= LISTA DE ACTIVIDADES =
• A. Según el texto sobre Beethoven, ¿cómo pudo terminar una de sus últimas sinfonías cuando ya no oía absolutamente nada?
• B. Resume en dos oraciones el texto sobre Beethoven.

══ FRAGMENTO DEL TEXTO ══

Hace 190 años que murió Beethoven. Tenía 57 años cuando se lo llevó Dios de este mundo, que hay que tener en cuenta que el mundo aquel suyo era complicado. Todos hemos visto esa película que recrea la vida y el tiempo del genial sordo con sombrero agujereado con velas para poder ver las partituras. No había luz eléctrica Si con aquellos, tremebundos por lo miserables, medios fue capaz de escribir la música que escribió, qué no hubiera hecho con un ipad el tío.
La vida de este hombre, la vida privada me refiero, fue terrible por cómo se desarrolló y cómo acabó. Le fue a caer la peor de las enfermedades para los de su gremio: la sordera. Y después de derivar la suya hasta un punto de tal gravedad que no oía absolutamente nada, fue capaz de terminar una de sus últimas sinfonías. Música arrolladora, con toda la pasión del romanticismo más desatado que ha llegado hasta hoy por la misteriosa magia de un hombre extraordinario al que no hacía falta materializar los sonidos en un teclado. Al final, la música estaba en su cabeza. De ahí al pentagrama. No necesitaba oírla, sólo sentirla, imaginarla.

═══
══ ENTRADAS EXTRAÍDAS ══

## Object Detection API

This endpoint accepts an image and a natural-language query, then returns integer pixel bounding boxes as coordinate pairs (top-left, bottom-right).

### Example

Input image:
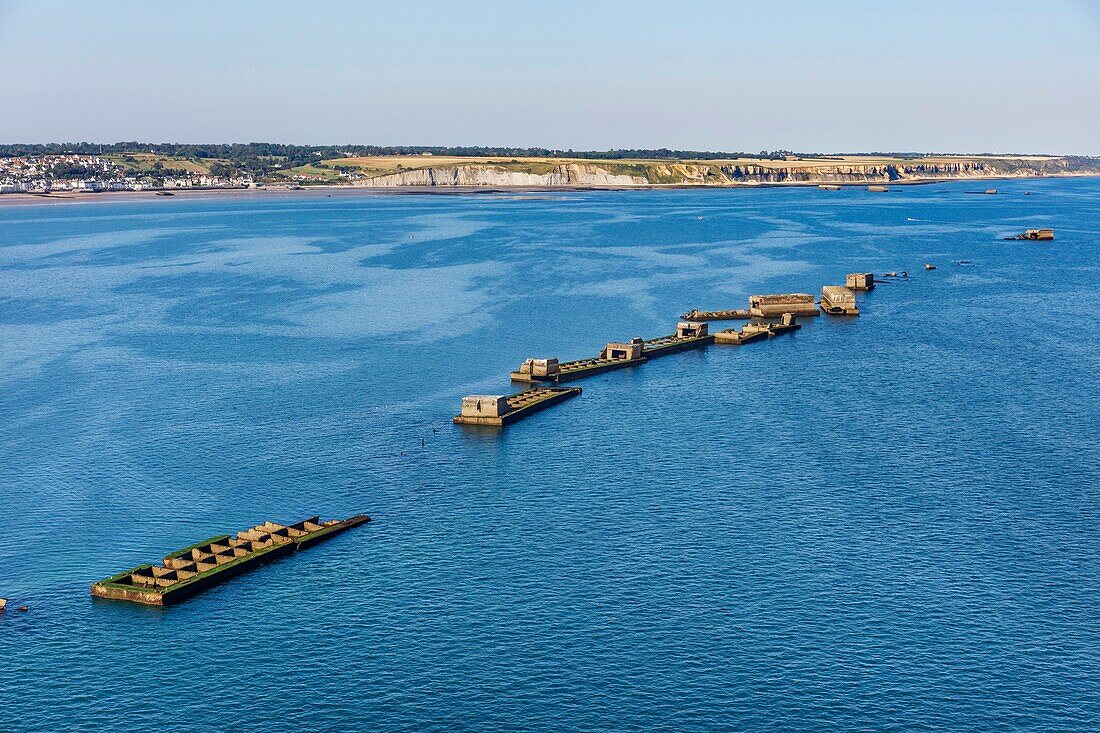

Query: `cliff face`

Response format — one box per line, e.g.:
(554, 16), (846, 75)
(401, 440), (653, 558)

(722, 161), (994, 183)
(366, 163), (648, 187)
(362, 157), (1100, 188)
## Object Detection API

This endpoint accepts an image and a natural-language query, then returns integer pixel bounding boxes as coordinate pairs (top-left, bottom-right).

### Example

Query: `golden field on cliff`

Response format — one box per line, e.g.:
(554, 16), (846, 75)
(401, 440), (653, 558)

(299, 150), (1068, 186)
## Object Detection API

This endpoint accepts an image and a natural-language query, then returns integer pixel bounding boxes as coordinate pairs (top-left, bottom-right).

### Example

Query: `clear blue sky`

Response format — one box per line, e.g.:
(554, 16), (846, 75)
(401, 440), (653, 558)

(0, 0), (1100, 154)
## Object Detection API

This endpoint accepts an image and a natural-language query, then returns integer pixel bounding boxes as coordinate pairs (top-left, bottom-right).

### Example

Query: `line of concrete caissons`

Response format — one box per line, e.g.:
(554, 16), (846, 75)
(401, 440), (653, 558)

(454, 272), (875, 427)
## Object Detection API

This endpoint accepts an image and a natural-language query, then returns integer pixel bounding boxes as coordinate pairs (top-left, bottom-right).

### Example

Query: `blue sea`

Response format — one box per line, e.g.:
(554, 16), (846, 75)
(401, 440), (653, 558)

(0, 178), (1100, 733)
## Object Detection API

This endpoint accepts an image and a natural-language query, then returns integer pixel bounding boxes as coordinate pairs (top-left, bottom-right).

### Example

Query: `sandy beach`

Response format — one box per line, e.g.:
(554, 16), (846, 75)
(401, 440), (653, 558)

(0, 174), (1098, 206)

═══

= RESPUESTAS =
• A. La música estaba en su cabeza y de ahí la pasaba al pentagrama. No le hacía falta materializar los sonidos en un teclado ni oírla. Le bastaba con sentirla e imaginarla.

• B. Beethoven murió hace 190 años, a los 57, en un mundo complicado y sin luz eléctrica, y aun con medios miserables fue capaz de escribir su música. Su vida privada fue terrible por la sordera, que llegó a ser total, pero terminó una de sus últimas sinfonías porque la música estaba en su cabeza y le bastaba sentirla e imaginarla.